• **Requirement 1**: Write out the appellate decision from "Order, Supreme Court, Bronx" to "affirmed, without costs.", switching "Bronx County" to "Queens County".

Wilson, Elser, Moskowitz, Edelman & Dicker LLP, White Plains (Jacqueline Hattar of counsel), for appellant.
Burns & Harris, New York (Christopher J. Donadio of counsel), for respondent.
Order, Supreme Court, Bronx County (Wilma Guzman, J.), entered December 23, 2013, which denied defendant's motion for summary judgment dismissing the complaint, unanimously modified, on the law, to the extent of dismissing so much of plaintiff's claim as is predicated upon sections of the Administrative Code of the City of New York, and otherwise affirmed, without costs.
Defendant failed to establish entitlement to judgment as a matter of law where the certified climatological data report it relied upon to support its defense of a storm-in-progress lacked a key explaining the data codes used in the report. Defendant also failed to offer evidence as to its last pre-accident inspection of the sidewalk condition, predicated upon personal knowledge, to address the deposition testimony given by plaintiff and defendant's own security guard that indicated that at least one to two inches of grey slushy snow and ice existed on the sidewalk at the time of plaintiff's fall. Accordingly, defendant failed to show that it had a basis for claiming a lack of notice of the alleged snow/ice condition (see e.g. DeCanio v Principal Bldg. Servs. Inc., 115 AD3d 579 [1st Dept 2014]; Mike v 91 Payson Owners Corp., 114 AD3d 420 [1st Dept 2014]). Defendant's lone witness testified that he did not arrive at the building for work until after plaintiff's accident, and had not been at work for a week prior to the accident.

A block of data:
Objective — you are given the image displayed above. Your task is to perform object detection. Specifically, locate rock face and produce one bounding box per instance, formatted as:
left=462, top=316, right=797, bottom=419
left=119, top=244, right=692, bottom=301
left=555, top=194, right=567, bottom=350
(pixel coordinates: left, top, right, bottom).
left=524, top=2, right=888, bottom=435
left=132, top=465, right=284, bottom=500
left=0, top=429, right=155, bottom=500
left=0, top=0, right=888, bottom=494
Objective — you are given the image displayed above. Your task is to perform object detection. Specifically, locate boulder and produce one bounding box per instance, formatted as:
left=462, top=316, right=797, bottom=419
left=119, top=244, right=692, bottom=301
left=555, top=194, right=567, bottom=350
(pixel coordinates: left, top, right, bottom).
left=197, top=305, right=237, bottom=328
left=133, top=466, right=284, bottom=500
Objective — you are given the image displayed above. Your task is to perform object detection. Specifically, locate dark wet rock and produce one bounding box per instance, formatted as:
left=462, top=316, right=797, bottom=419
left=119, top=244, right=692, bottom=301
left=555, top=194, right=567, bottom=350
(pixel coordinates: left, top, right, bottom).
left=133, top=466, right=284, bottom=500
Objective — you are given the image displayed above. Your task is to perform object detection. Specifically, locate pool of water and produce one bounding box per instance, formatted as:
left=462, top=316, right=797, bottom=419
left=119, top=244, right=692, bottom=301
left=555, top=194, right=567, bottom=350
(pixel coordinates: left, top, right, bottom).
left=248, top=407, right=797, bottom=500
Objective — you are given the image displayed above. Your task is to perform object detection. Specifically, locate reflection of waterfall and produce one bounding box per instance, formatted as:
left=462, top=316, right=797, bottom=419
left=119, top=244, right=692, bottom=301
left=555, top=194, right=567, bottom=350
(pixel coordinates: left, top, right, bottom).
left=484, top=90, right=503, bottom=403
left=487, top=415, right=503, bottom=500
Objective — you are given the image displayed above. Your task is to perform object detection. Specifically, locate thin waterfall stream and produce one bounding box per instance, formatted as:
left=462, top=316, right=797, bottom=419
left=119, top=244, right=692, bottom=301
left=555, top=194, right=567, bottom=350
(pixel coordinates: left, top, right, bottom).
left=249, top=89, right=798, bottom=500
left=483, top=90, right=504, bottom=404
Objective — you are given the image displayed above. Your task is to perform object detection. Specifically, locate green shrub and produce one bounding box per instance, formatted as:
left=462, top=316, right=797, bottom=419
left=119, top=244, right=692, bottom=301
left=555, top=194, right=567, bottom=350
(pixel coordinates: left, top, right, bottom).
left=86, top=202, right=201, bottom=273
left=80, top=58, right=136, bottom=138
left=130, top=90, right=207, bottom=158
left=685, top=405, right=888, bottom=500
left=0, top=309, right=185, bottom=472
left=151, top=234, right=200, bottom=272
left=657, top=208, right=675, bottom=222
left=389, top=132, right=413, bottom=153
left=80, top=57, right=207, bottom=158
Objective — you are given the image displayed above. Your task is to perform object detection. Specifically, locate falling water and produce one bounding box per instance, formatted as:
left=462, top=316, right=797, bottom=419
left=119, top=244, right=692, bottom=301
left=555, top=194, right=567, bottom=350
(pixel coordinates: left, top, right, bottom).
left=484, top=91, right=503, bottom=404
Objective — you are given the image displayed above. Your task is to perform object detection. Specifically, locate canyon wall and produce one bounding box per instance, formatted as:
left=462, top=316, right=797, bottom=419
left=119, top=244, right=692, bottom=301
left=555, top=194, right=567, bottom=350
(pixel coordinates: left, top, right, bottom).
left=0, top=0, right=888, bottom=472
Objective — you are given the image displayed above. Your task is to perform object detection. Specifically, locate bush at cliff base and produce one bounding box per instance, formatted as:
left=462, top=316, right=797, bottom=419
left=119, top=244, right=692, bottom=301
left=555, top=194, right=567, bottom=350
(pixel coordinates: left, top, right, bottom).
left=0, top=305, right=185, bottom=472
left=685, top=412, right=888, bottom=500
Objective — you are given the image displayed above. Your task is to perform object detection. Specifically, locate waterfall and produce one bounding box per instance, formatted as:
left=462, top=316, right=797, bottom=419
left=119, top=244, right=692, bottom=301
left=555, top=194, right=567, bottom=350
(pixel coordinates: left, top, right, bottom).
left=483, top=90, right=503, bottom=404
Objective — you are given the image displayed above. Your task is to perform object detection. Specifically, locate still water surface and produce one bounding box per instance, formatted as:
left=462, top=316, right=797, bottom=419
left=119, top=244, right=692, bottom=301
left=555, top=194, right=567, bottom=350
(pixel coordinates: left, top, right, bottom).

• **Requirement 2**: Convert the lines of the records from the line with "Specifically, locate green" to the line with "left=80, top=58, right=136, bottom=138" into a Markdown table with the columns Row and Line, giving each line a row number and leaving out blank lines.

• **Written solution 1**:
Order, Supreme Court, Queens County (Wilma Guzman, J.), entered December 23, 2013, which denied defendant's motion for summary judgment dismissing the complaint, unanimously modified, on the law, to the extent of dismissing so much of plaintiff's claim as is predicated upon sections of the Administrative Code of the City of New York, and otherwise affirmed, without costs.

• **Written solution 2**:
| Row | Line |
|---|---|
| 1 | Objective — you are given the image displayed above. Your task is to perform object detection. Specifically, locate green shrub and produce one bounding box per instance, formatted as: |
| 2 | left=462, top=316, right=797, bottom=419 |
| 3 | left=119, top=244, right=692, bottom=301 |
| 4 | left=555, top=194, right=567, bottom=350 |
| 5 | (pixel coordinates: left, top, right, bottom). |
| 6 | left=86, top=202, right=201, bottom=273 |
| 7 | left=80, top=58, right=136, bottom=138 |